**Description of the task**
Copy out the lines from the one containing "query (the noun phrase to segment): pink building" through the end of the rows, inclusive, requests included. Multiply every viewBox dimension and path coordinate in the answers by 1.6, round to whole numbers with halves rounded up, and leave out the pictures.

**Dataset entries**
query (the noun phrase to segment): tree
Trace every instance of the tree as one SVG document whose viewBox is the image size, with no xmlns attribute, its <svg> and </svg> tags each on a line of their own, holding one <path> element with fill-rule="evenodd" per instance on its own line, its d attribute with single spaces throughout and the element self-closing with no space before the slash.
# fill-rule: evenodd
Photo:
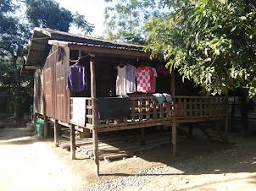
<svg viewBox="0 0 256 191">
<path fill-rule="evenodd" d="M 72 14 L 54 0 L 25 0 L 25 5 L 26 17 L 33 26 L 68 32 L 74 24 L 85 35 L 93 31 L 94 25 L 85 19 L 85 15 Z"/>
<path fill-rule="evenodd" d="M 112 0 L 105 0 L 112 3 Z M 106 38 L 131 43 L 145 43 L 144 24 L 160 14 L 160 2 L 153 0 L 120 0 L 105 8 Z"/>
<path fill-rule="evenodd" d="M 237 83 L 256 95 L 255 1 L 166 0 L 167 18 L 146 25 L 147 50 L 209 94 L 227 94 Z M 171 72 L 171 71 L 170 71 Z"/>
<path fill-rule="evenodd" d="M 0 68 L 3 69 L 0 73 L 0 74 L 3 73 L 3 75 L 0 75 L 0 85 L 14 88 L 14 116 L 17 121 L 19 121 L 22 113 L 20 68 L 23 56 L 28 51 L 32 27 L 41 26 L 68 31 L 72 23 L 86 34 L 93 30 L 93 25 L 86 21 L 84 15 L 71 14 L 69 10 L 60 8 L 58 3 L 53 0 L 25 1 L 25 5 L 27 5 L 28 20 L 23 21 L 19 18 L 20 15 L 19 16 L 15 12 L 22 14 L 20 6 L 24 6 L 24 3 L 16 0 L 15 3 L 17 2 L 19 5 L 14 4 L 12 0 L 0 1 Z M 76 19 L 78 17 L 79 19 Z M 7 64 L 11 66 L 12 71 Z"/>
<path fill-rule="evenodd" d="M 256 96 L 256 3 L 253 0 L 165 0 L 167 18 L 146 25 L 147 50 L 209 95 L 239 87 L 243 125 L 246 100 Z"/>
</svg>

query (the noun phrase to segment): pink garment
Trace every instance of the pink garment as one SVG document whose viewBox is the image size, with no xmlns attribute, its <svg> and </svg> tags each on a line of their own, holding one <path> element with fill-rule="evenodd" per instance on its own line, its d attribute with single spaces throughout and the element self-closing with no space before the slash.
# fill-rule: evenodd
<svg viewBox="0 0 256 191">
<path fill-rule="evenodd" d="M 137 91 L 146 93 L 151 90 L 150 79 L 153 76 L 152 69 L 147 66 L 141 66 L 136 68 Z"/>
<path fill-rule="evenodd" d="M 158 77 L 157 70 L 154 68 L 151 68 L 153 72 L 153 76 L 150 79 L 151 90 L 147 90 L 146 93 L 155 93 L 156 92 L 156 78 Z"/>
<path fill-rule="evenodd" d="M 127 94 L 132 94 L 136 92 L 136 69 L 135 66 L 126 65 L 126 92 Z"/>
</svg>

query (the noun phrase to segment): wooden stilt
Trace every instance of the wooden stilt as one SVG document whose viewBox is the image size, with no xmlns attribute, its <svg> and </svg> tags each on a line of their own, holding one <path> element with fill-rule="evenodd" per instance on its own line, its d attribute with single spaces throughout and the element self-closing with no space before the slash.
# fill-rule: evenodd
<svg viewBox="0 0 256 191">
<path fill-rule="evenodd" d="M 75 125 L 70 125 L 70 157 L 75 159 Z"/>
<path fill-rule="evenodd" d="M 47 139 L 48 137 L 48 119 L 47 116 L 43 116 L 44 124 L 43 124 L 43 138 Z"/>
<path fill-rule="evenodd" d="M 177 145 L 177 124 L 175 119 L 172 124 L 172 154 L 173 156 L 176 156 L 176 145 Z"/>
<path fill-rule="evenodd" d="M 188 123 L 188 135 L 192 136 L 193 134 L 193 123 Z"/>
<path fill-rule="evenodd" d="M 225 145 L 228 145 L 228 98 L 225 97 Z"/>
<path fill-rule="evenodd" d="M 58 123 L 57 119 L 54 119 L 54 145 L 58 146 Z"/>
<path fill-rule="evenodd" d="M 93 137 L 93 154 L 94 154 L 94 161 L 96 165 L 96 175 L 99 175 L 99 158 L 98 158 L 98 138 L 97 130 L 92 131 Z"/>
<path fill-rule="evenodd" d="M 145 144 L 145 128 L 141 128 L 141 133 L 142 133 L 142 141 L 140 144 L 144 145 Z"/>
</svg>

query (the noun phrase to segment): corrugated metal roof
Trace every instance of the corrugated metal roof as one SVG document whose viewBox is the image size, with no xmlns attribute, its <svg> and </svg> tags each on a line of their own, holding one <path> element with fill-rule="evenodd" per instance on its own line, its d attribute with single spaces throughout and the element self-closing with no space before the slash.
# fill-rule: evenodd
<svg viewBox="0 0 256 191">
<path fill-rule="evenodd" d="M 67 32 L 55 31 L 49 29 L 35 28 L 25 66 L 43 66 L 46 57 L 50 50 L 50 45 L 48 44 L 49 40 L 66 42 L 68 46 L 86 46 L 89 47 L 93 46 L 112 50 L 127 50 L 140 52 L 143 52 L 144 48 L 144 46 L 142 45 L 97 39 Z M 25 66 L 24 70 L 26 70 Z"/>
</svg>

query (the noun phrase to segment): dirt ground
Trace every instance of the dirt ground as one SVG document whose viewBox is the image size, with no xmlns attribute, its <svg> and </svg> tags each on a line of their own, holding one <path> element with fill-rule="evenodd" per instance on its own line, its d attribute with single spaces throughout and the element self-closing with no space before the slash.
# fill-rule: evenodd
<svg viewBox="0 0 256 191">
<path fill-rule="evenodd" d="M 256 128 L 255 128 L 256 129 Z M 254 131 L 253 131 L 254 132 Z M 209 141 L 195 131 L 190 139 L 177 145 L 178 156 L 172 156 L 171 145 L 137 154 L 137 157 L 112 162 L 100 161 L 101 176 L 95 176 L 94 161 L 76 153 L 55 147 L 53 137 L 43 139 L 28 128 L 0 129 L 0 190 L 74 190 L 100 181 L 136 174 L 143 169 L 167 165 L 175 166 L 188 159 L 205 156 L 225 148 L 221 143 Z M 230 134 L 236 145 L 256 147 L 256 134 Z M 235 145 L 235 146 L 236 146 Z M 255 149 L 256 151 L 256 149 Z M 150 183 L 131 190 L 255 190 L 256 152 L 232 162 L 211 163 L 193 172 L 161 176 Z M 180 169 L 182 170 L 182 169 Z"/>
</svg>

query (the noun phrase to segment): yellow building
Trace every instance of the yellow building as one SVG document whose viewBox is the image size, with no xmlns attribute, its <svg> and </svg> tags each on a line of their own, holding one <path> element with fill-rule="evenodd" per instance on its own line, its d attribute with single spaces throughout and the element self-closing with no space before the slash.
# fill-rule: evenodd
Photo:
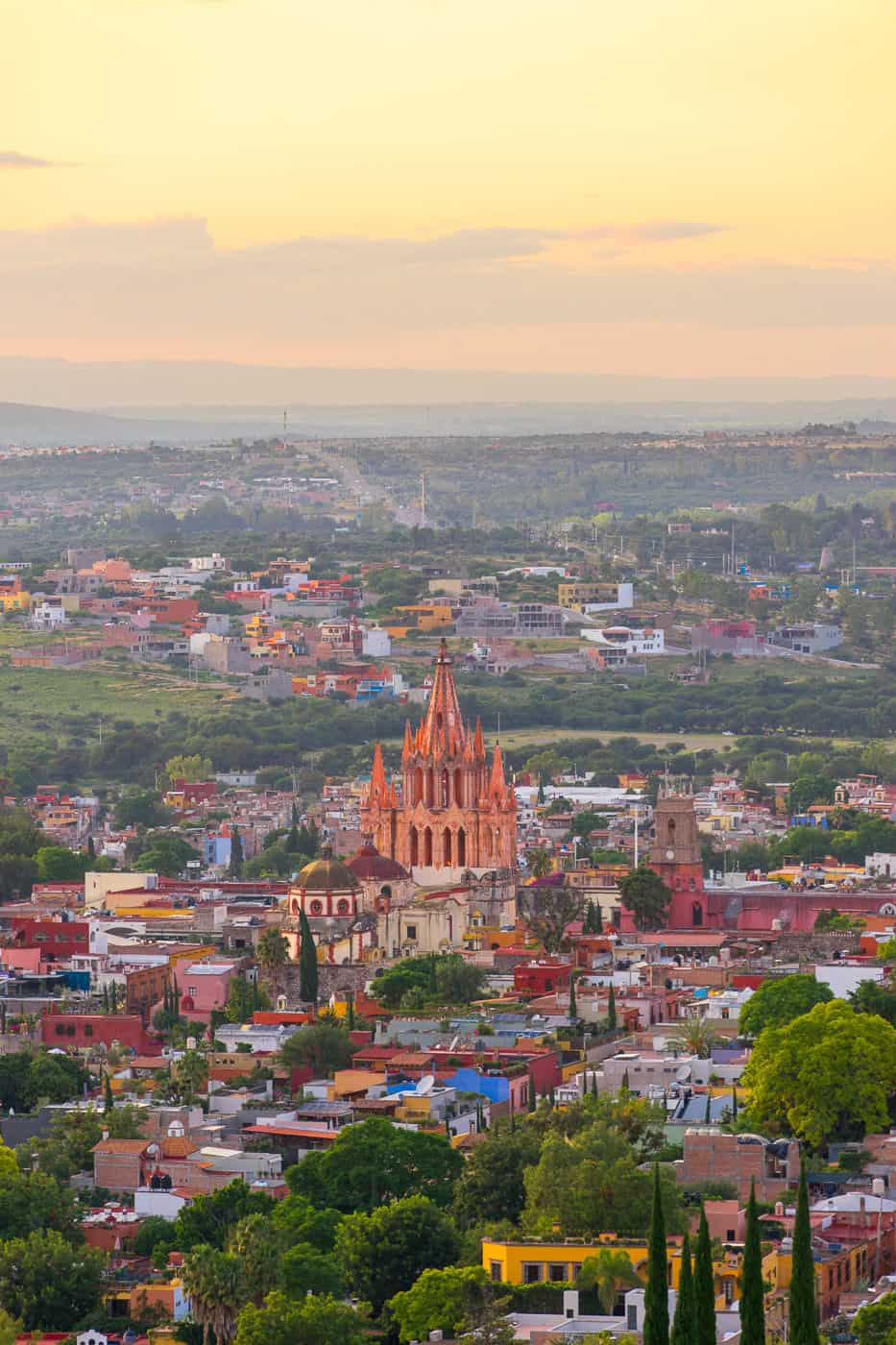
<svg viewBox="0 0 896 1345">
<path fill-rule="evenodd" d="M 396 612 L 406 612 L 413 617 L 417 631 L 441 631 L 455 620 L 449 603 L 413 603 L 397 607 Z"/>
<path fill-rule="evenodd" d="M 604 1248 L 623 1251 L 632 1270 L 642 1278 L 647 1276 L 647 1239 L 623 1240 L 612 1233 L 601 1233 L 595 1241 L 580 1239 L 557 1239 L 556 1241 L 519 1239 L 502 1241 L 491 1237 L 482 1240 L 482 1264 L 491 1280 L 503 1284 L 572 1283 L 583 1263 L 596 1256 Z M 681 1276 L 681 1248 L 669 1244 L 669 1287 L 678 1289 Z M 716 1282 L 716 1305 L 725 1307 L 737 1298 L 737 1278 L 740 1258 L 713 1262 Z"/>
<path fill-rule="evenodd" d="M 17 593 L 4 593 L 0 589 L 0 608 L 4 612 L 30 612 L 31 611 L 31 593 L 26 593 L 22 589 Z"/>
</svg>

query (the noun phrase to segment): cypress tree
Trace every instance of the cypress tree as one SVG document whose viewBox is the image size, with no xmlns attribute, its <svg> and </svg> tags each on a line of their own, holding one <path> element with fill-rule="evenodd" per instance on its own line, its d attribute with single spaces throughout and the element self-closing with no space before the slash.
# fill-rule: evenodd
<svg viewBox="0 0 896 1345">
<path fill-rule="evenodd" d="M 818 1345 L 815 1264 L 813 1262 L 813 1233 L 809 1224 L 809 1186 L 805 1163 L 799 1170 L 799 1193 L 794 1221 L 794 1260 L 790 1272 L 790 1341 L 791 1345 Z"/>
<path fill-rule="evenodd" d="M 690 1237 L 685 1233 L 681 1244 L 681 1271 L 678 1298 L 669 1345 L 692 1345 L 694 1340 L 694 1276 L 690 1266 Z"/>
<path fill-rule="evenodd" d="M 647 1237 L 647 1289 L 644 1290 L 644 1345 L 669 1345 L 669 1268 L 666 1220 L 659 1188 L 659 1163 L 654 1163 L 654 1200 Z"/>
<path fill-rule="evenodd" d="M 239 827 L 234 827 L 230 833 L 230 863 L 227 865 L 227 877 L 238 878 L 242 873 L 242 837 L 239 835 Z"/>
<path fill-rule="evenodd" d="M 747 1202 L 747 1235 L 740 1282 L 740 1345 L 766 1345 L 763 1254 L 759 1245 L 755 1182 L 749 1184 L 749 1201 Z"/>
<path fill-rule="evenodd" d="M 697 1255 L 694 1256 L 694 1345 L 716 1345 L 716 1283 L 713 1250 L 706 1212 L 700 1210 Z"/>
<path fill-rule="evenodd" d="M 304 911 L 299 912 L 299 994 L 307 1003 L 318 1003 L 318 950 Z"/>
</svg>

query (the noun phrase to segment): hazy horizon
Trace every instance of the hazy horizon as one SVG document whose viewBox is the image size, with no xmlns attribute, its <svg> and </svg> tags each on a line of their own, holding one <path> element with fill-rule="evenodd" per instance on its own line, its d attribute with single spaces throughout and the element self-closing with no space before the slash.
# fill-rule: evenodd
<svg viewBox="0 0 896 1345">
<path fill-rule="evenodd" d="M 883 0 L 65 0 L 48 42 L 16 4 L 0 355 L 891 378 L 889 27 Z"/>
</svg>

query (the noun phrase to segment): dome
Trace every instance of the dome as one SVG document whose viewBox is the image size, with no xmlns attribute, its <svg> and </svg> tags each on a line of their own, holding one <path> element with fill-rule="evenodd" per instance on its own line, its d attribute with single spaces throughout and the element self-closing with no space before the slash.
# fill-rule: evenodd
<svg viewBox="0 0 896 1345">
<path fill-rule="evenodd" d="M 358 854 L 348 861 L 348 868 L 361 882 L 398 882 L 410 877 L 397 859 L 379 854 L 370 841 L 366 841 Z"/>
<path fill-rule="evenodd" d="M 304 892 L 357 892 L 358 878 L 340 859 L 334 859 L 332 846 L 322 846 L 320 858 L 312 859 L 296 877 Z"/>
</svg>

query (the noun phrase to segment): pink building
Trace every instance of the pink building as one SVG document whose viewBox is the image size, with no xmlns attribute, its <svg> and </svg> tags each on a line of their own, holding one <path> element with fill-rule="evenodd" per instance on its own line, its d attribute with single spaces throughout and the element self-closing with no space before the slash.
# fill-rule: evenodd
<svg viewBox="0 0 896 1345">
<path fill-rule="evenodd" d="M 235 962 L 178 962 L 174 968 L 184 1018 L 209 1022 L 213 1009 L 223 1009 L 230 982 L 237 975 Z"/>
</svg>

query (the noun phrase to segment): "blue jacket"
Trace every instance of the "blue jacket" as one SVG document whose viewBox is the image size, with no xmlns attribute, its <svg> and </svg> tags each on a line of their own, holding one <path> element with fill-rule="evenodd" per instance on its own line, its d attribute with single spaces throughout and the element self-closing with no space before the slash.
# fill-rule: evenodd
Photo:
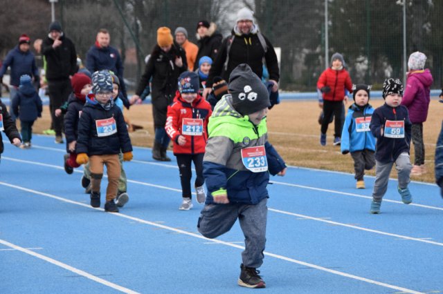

**Worked answer**
query (the noun phrase to segment): pink building
Trace every instance of the pink building as one SVG document whose viewBox is the image size, with no xmlns attribute, its <svg> and </svg> tags each on a line of their own, holding one <path> element with fill-rule="evenodd" per instance on its own line, its d attribute with single spaces throughout and the element self-closing with no space before the slash.
# fill-rule: evenodd
<svg viewBox="0 0 1434 2152">
<path fill-rule="evenodd" d="M 376 1539 L 285 1539 L 278 1549 L 294 1629 L 334 1635 L 341 1614 L 357 1614 L 368 1571 L 379 1560 Z"/>
</svg>

query (the noun phrase to segment): "blue jacket"
Trace every instance of the "blue jacket" as one SVG document whose viewBox is the image size, with no xmlns attribute, its <svg> and </svg> tags each on a line of their own, holding one <path> element with fill-rule="evenodd" per instance on its own line, its d attribute with single spaces throughout and the element self-closing with no space before the slash.
# fill-rule: evenodd
Photo:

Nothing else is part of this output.